◆ **WHAT TO WORK ON**
Whenever a line in the data below includes the string "blazer", copy it out.

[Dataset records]
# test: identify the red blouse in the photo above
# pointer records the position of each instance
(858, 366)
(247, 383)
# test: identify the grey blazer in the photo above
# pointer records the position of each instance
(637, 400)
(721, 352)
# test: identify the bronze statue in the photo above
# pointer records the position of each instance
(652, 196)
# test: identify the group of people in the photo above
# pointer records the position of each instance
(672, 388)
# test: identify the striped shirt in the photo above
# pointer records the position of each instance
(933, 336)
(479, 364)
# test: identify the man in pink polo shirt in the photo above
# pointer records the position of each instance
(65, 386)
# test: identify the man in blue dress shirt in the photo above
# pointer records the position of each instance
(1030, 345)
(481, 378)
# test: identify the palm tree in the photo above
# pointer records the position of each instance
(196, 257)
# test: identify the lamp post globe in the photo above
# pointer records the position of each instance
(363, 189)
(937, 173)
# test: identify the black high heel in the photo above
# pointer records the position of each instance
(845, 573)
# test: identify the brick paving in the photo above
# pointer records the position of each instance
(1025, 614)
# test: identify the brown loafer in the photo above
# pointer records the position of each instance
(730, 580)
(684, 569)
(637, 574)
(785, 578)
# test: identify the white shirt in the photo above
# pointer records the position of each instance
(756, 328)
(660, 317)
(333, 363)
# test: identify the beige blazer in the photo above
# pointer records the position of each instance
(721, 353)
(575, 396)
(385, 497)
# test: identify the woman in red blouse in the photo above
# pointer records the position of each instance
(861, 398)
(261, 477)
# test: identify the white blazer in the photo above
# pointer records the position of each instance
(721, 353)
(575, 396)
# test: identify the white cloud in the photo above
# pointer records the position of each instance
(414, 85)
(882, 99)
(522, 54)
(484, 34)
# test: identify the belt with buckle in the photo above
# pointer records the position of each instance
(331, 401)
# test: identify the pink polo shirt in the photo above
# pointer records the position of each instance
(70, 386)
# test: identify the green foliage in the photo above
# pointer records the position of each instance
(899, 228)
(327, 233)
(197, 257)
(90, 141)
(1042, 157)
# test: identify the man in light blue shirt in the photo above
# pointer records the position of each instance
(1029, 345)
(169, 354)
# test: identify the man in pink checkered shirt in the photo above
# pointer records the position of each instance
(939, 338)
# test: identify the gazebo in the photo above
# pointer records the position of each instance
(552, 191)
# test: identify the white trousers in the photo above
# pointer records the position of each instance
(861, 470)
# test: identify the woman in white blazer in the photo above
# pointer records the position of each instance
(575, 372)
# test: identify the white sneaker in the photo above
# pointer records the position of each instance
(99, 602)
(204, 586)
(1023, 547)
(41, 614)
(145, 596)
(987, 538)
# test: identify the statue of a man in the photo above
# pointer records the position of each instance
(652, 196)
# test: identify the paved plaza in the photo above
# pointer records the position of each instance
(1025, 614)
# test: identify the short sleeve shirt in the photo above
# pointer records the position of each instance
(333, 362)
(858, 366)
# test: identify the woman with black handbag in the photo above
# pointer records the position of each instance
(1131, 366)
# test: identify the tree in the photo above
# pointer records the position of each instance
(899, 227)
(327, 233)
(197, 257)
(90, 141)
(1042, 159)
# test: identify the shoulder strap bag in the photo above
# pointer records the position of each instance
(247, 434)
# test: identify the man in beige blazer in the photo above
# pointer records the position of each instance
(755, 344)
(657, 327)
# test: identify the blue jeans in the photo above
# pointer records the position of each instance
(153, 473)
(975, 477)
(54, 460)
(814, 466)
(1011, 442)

◆ **RESULT OF THE EXERCISE**
# test: identify the grey blazer in the photo above
# test: identify the beige blazer in the photo above
# test: identify the white blazer in the photo above
# test: identify the woman in white blazer in the photo above
# test: identify the man in beige blazer in the photo above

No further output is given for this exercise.